Task statement
Search the material for lines containing the word "loose", and copy each one.

Source records
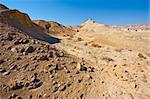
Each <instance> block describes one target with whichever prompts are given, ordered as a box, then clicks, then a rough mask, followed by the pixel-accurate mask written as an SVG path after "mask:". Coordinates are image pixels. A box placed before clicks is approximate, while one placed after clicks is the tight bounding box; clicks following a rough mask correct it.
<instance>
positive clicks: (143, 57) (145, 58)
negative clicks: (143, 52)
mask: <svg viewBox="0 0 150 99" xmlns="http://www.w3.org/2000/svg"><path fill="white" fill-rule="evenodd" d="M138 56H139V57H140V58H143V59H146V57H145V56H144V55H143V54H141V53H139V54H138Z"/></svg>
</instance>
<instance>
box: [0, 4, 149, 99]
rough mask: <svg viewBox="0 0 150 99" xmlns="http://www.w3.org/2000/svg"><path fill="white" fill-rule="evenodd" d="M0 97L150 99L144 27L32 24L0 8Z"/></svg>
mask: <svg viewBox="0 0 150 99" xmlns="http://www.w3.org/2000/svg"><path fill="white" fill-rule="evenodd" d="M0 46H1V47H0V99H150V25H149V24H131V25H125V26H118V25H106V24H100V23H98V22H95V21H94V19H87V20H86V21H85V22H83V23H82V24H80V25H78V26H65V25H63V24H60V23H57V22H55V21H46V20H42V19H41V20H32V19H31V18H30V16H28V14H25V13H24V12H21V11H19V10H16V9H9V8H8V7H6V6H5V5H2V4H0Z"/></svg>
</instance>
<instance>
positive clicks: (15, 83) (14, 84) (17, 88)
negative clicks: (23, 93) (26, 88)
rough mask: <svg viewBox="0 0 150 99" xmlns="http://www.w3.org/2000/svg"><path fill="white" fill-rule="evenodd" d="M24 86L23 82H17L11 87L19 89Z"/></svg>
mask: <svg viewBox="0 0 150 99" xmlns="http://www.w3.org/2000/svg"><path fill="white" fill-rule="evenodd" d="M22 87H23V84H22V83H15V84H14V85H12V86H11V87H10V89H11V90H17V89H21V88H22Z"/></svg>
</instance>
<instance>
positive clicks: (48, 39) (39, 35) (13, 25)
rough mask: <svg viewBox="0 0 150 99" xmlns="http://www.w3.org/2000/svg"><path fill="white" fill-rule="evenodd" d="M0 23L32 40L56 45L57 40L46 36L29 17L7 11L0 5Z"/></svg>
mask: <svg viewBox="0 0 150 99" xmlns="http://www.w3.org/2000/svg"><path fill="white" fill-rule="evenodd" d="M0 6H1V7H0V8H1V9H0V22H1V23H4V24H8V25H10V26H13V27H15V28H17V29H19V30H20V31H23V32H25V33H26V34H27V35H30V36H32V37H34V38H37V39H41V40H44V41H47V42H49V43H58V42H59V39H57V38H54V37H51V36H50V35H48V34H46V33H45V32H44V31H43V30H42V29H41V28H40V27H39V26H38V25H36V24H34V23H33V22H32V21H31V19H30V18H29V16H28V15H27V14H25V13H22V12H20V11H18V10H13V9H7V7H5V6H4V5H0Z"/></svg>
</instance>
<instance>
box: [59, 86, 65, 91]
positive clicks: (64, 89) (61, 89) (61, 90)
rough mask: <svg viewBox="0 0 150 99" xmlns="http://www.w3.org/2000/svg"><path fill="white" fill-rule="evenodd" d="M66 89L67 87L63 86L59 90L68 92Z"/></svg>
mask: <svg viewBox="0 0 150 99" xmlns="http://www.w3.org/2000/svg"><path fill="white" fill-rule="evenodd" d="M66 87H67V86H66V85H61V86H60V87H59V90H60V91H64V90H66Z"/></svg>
* * *
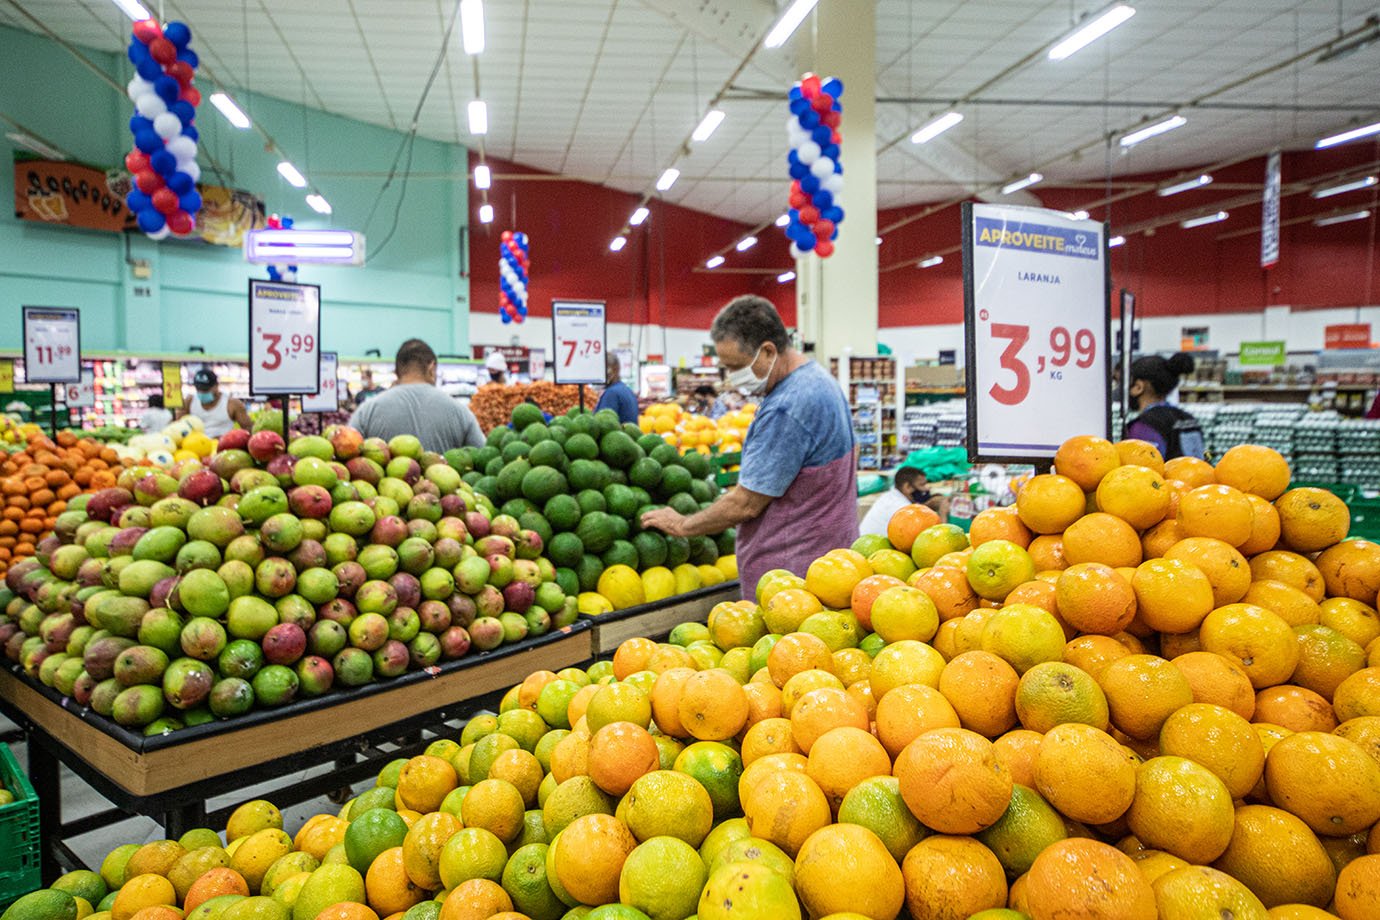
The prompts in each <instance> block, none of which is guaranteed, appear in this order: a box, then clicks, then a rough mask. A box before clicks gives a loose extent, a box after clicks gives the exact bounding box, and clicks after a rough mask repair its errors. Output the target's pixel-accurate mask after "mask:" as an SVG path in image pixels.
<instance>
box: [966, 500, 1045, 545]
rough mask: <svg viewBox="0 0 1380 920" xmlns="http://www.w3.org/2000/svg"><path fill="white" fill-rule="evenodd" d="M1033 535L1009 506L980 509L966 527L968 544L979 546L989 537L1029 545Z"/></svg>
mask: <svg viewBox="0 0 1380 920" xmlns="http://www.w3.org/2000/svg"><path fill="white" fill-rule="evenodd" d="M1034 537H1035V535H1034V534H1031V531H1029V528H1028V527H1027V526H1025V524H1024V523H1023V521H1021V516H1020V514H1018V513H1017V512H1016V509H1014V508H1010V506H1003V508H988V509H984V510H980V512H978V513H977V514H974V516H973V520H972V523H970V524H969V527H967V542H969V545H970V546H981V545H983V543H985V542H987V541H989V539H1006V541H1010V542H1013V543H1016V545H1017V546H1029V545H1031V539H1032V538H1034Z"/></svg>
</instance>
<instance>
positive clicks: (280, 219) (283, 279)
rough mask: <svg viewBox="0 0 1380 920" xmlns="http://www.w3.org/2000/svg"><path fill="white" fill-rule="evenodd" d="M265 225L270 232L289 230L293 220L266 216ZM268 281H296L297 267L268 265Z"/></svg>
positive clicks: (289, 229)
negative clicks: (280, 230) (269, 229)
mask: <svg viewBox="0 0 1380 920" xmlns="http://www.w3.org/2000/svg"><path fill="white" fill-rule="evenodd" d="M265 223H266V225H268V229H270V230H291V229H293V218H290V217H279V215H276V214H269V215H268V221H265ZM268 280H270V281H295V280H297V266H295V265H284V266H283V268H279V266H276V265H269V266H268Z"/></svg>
--
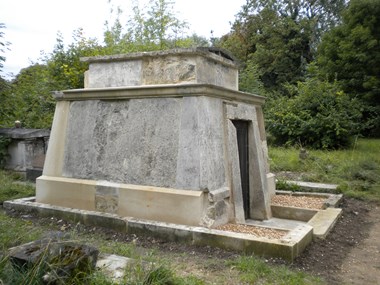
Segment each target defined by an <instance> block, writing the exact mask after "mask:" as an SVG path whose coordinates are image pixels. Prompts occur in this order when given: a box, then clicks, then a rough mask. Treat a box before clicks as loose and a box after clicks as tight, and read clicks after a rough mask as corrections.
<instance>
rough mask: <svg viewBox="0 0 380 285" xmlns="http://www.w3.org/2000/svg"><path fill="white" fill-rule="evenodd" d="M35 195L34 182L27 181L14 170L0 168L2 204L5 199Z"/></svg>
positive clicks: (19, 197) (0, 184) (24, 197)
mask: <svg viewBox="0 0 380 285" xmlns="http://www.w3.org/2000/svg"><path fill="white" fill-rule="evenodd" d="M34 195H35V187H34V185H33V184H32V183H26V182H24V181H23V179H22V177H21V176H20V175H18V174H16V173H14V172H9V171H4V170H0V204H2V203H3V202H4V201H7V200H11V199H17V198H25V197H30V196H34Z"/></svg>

Task response
The prompts in each <instance> block, none of which is guaranteed, appear in this order: a box, then clicks, then a rough mask. A box before clicks gives a loose extent, a box after clicks gives the exact bounding box, and clicks after a rough mask repair its errors. Output the target's pixel-accurate mask after "mask:" as an SVG path in image pixels.
Segment each target defined by an <instance> block, writing the exact mask after "mask:" as an SVG path whose coordinates are image pixels. Prompts occur in this order when given: a box, then clicks, then a rough mask. Treat a box before clicks as loose and a box after clicks as tight, and read clicks after a rough mask as corrections.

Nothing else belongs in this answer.